Quote the Samba thread below word for word, starting with "In any case, Windows" and going on through "plus 1 or 2.".

EXCERPTED TEXT:
* * *
2004-04-27 Thread Hall, Ken (IDS ECCS)
We're running 2.2.8a on several servers and I've never seen this.

What we HAVE seen is that if the server loses contact with the LDAP server that 
contains the user/UID mappings, often the smbd processes hang.  I'm not sure if the 
problem is in smbd, nscd, or
nss_ldap.

In any case, Windows gives up after 30-60 seconds, and drops the connection.  When the 
workstation tries to reconnect, another smbd process is spawned, and hangs.  This 
continues until the machine
fills up with smbd processes.  I've seen as many as 1000+ processes with only 80 
active users.  Normal should be users (as reported by smbstatus) plus 1 or 2.

 -Original Message-
 From: Linux on 390 Port [mailto:[EMAIL PROTECTED] Behalf Of
 Wolfe, Gordon W
 Sent: Tuesday, April 27, 2004 2:47 PM
 To: [EMAIL PROTECTED]
 Subject: [LINUX-390] Samba process runaway


 Samba 2.2.8a in our SLES 8 SP3 systems has a bad bug.  Samba
 keeps running out of control and eating up CPU, meanwhile,
 customers access to the samba shares dies.  When it happens,
 there appears to be wy too many samba processes spawned,
 yet only one of them is going bezerk according to top.
* * *
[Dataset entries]
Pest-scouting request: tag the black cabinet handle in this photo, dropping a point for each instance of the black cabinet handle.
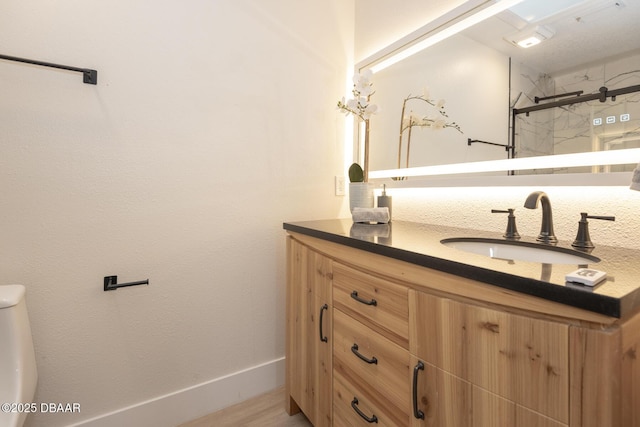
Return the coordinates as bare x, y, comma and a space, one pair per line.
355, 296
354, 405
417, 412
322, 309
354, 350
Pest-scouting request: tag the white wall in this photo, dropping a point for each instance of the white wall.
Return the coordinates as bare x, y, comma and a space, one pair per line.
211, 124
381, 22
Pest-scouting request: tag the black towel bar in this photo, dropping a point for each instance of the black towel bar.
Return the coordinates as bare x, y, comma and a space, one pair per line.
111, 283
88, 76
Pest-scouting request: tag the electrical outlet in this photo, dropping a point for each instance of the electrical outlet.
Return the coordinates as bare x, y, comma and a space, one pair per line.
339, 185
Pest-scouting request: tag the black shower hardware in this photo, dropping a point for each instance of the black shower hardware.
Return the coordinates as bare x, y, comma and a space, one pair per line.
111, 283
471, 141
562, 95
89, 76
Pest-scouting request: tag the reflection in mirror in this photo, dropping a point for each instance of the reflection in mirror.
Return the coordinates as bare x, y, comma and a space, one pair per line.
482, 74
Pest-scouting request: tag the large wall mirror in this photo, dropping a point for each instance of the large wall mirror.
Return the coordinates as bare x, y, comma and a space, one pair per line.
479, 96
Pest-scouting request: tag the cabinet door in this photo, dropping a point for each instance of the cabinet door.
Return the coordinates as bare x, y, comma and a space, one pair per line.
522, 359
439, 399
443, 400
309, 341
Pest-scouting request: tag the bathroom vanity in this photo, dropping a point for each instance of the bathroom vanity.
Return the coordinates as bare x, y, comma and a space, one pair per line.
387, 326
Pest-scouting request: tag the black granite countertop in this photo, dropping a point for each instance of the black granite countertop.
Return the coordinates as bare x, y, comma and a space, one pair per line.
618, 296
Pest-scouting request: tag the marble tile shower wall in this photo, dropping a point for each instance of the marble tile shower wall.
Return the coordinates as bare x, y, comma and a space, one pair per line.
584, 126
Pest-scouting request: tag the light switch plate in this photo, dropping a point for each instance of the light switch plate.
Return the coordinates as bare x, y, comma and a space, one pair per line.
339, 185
* * *
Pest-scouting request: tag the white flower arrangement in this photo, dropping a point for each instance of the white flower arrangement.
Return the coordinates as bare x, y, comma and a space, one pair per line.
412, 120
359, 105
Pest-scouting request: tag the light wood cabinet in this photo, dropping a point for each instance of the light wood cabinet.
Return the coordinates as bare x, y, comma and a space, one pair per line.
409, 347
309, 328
* * *
RESPONSE FOR THIS EXERCISE:
In any case, Windows gives up after 30-60 seconds, and drops the connection.  When the 
workstation tries to reconnect, another smbd process is spawned, and hangs.  This 
continues until the machine
fills up with smbd processes.  I've seen as many as 1000+ processes with only 80 
active users.  Normal should be users (as reported by smbstatus) plus 1 or 2.